• _Consigne_
Résumez en deux phrases le texte source consacré à l'ouvrage de Céline Wagner.

• _Texte source_

======

Ainsi prévenu, le lecteur comprend qu’il s’agit d’un ouvrage conçu par Céline Wagner, relatant une facette de son enfance, transformée par le prisme de la fiction, ou de l’autofiction, un genre qu’elle qualifie du terme : Introspection surréaliste. Le récit se déroule dans un temps ramassé sur une journée : se rendre au centre commercial, et évoquer cet immense fac-similé d’un gorille, que la fille et le père ont tôt fait d’appeler King Kong. Pour le lecteur ayant quelques décennies au compteur, cette effigie pourra évoquer celle du groupe commercial Mammouth (1968-1996) qui mettait cet animal en avant comme point de repère, même s’il s’agissait de grands panneaux publicitaires, et pas de statues. Le regard du lecteur s’arrête sur la couverture, à la composition évoquant le principe du collage, entre ces éléments qui semblent sans rapport : King Kong en couleurs, la fille et le père en noir & blanc, l’immeuble en couleurs derrière, et le ciel aux couleurs étranges, le titre en blanc comme barrant l’image, et les noms des auteurs en jaune vif. Puis il plonge dans les pages intérieures, pour une sensation étrange. Les dessins présentent une forme de naïveté qu’il est possible d’associer aussi bien à une œuvre de jeunesse qu’au caractère enfantin du personnage principal qui est encore une enfant. Il retrouve cette naïveté dans les représentations des voitures, des affiches publicitaires, dans le corps de la fillette et de ses expressions, parfois dans certaines attitudes du père, etc. Dans le même temps, il découvre des représentations découlant d’un regard adulte : un arbre magnifique, des minéraux, un crâne, les animaux dans le vivarium, l’extérieur de la zone commerciale, etc.
Partagé entre ces deux sensibilités, enfantine et adulte, le lecteur fait rapidement l’expérience également de rapprochements visuels, à caractère onirique, et parfois psychologique. Ils peuvent prendre la forme du détournement des panneaux publicitaires avec des marques revisitées, ou des logos modifiés (La vache qui rit en animal horrifique fait vraiment peur). Ils peuvent également relever du dispositif de collage : le crâne placé en surimpression des peintures rupestres, les fourmis formant un point d’interrogation géant, une sorte de rébus surréaliste quand le père effectue une déduction sur la présence d’une personne à l’intérieur de King Kong, la tête de girafe d’une chaîne de magasin de jouets, etc. Des rapprochements pouvant relever de l’allégorie, comme les fourmis en lieu et place des traits de visage des consommateurs poussant leur caddie. Des dessins plus primitifs pour évoquer les forces de la nature, telles les fumées d’un volcan ou un véritable torrent se déversant du ciel d’orage. La narration visuelle porte ainsi une grande part de ressentis, de sensations. Le lecteur se rend également compte de la diversité des constructions de pages, certaines très inventives : souvent des cases de la largeur de la page avec ou sans bordure, parfois des éléments d’une case qui débordent sur une autre, des symboles mathématiques, une page avec huit cadres contenant chacun quatre cases pour un effet extraordinaire de synthèse et de concentration des éléments, etc.

======

(Quelques entrées)
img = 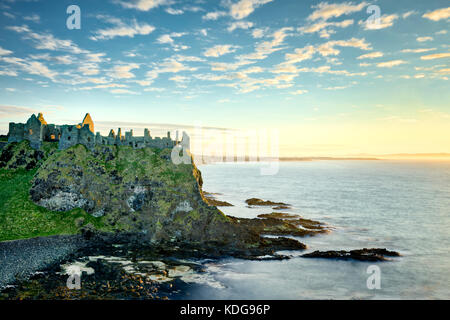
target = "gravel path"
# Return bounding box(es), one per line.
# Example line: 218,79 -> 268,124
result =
0,235 -> 86,288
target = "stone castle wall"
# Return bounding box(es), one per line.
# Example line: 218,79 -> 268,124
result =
8,113 -> 189,150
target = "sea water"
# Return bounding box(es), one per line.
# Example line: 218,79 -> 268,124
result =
182,160 -> 450,299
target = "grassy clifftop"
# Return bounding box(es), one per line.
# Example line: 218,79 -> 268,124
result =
0,141 -> 109,241
0,142 -> 230,241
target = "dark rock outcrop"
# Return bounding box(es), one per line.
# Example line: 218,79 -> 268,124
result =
302,248 -> 400,261
245,198 -> 290,207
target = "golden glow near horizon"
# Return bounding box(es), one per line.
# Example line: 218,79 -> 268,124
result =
0,0 -> 450,157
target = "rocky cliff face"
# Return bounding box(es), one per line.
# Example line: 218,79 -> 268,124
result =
30,145 -> 250,245
0,141 -> 312,259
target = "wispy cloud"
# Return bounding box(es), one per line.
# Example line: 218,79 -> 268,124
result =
377,60 -> 406,68
422,7 -> 450,21
420,52 -> 450,60
203,44 -> 238,58
90,16 -> 155,40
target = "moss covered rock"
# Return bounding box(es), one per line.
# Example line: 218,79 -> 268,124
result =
30,145 -> 251,242
0,140 -> 57,170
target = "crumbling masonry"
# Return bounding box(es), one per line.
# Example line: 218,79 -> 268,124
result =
8,113 -> 190,149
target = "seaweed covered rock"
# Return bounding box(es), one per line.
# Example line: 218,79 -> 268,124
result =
30,145 -> 259,243
302,248 -> 400,261
0,140 -> 57,170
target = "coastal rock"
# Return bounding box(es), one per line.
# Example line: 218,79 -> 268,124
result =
302,248 -> 400,261
0,141 -> 52,170
203,191 -> 233,207
245,198 -> 290,207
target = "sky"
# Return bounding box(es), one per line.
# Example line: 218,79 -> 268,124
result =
0,0 -> 450,156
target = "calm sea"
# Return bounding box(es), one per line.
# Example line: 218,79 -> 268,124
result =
180,161 -> 450,299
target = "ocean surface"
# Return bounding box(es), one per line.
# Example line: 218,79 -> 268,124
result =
181,161 -> 450,299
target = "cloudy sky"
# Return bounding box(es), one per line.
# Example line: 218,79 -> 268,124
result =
0,0 -> 450,156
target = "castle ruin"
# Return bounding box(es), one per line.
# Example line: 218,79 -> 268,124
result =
8,113 -> 190,150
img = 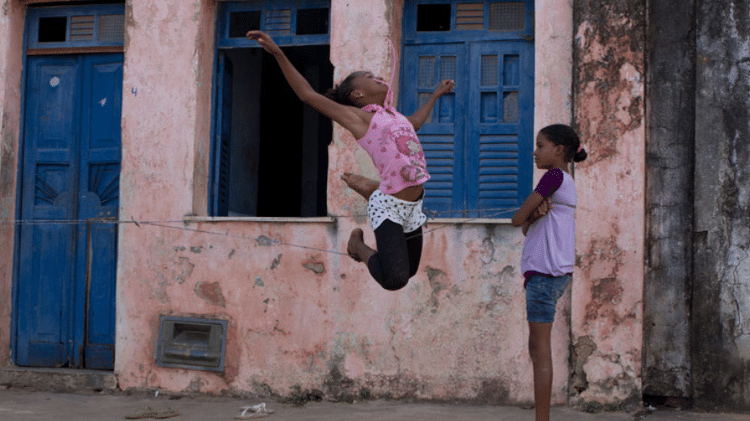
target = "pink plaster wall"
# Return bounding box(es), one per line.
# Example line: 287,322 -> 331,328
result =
116,1 -> 567,403
572,12 -> 646,403
0,0 -> 628,403
115,0 -> 216,376
0,0 -> 24,366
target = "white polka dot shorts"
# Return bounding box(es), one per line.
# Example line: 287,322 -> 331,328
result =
367,190 -> 427,232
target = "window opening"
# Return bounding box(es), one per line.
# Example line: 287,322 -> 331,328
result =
99,15 -> 125,43
38,16 -> 68,42
297,8 -> 329,35
456,3 -> 484,31
214,45 -> 333,217
229,10 -> 260,38
417,4 -> 451,32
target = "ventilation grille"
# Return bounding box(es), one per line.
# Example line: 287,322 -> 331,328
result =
70,16 -> 95,41
456,3 -> 484,31
490,2 -> 526,31
99,15 -> 125,42
266,9 -> 292,36
28,7 -> 125,50
156,316 -> 227,371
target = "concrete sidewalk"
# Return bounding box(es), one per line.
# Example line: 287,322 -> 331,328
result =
0,388 -> 750,421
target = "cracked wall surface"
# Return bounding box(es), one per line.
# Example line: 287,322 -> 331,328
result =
0,1 -> 23,365
0,0 -> 572,404
570,0 -> 646,404
692,0 -> 750,410
643,0 -> 696,398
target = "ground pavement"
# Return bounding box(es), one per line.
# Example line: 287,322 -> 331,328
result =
0,387 -> 750,421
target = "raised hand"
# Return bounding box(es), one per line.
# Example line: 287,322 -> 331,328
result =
432,79 -> 456,98
245,31 -> 283,57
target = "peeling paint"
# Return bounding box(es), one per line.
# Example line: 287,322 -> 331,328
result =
302,260 -> 326,275
195,282 -> 226,307
570,336 -> 596,394
271,253 -> 283,270
255,235 -> 273,247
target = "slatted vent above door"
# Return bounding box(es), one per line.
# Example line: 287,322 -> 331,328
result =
266,9 -> 292,36
217,0 -> 331,48
70,15 -> 96,41
26,5 -> 125,51
456,3 -> 484,31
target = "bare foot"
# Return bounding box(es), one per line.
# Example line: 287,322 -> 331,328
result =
346,228 -> 375,262
341,172 -> 380,200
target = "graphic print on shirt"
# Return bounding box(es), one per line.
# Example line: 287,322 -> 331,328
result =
392,128 -> 426,182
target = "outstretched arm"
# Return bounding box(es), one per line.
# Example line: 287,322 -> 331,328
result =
247,31 -> 369,139
407,79 -> 456,130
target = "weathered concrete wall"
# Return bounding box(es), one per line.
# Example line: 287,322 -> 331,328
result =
0,0 -> 24,365
571,0 -> 645,404
692,0 -> 750,410
643,0 -> 696,398
111,0 -> 571,403
0,0 -> 572,403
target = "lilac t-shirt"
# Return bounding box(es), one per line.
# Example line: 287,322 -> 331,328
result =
521,168 -> 576,278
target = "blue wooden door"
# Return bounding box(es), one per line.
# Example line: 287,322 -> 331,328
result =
15,54 -> 122,369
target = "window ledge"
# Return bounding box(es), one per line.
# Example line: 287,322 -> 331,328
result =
182,216 -> 336,224
182,216 -> 511,225
427,218 -> 511,225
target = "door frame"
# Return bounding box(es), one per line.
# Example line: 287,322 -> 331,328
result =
9,0 -> 125,364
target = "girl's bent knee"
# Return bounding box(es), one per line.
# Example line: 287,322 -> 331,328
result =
381,277 -> 409,291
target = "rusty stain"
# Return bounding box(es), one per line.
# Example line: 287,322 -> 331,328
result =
195,282 -> 226,307
255,235 -> 273,247
172,257 -> 195,284
570,336 -> 596,394
575,4 -> 644,165
271,253 -> 282,270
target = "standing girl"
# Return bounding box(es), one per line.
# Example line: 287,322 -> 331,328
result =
512,124 -> 586,421
247,31 -> 455,290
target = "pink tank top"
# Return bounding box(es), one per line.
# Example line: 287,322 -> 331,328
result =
357,102 -> 430,194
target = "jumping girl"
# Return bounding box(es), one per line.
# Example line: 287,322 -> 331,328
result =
247,31 -> 455,291
512,124 -> 586,421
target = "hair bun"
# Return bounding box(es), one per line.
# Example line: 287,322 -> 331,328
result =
573,148 -> 589,162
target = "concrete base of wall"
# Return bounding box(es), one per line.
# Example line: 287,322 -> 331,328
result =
0,367 -> 117,392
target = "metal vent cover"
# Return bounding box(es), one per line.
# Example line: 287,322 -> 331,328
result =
156,316 -> 227,371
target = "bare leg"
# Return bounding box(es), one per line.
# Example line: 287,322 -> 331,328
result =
529,322 -> 552,421
346,228 -> 375,264
341,172 -> 380,200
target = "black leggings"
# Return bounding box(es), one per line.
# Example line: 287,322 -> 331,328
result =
367,219 -> 422,291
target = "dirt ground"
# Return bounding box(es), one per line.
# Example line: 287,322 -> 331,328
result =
0,388 -> 750,421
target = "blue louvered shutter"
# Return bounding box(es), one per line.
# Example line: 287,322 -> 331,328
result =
401,41 -> 534,218
465,41 -> 534,218
402,44 -> 467,217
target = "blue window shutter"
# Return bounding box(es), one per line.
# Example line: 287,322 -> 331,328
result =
400,40 -> 534,218
467,41 -> 534,218
401,44 -> 467,217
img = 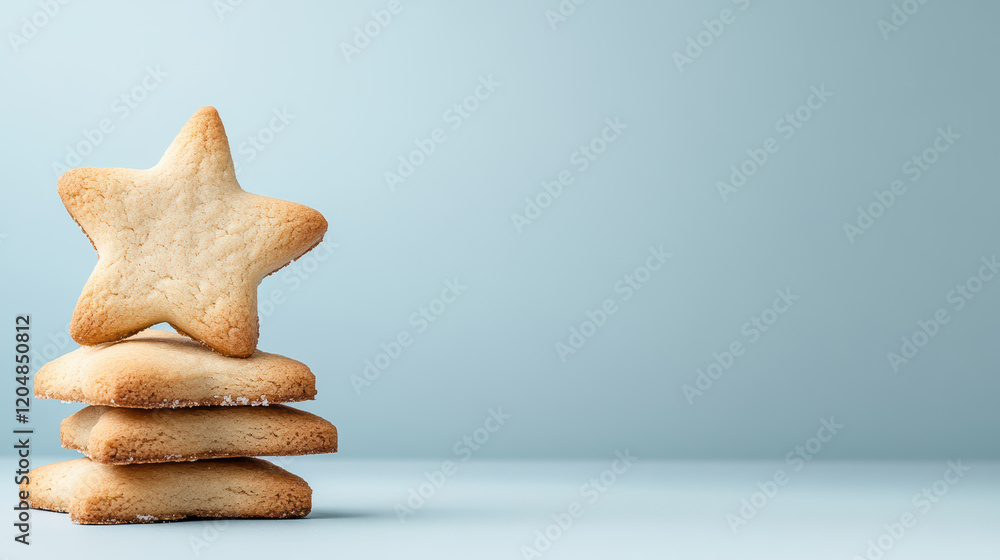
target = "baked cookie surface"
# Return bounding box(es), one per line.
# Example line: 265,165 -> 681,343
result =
67,404 -> 337,465
58,107 -> 327,357
35,329 -> 316,408
20,458 -> 312,525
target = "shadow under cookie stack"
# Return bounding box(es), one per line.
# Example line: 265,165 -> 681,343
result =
20,107 -> 337,524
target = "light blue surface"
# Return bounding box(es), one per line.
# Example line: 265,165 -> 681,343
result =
0,0 -> 1000,460
5,455 -> 1000,560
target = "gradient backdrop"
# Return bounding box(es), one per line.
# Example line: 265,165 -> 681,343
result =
0,0 -> 1000,459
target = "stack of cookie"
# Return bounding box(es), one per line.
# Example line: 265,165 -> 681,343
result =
21,107 -> 337,524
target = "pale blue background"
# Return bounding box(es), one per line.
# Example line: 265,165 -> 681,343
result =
0,0 -> 1000,459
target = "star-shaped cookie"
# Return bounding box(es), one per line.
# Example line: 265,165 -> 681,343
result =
59,107 -> 327,357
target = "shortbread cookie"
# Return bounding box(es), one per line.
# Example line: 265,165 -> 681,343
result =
20,459 -> 312,525
59,107 -> 327,357
60,404 -> 337,465
35,329 -> 316,408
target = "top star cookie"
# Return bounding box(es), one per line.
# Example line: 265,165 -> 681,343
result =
59,107 -> 327,357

======

• _Résultat attendu_
Cet ouvrage de Céline Wagner transpose dans la fiction, ou l'autofiction, une facette de son enfance, en resserrant le récit sur une journée au centre commercial où une fille et son père découvrent l'immense fac-similé d'un gorille qu'ils appellent King Kong. Les dessins y mêlent naïveté enfantine et regard adulte, multiplient les rapprochements visuels oniriques, comme les détournements publicitaires et les collages, et s'organisent en constructions de pages diverses, parfois très inventives.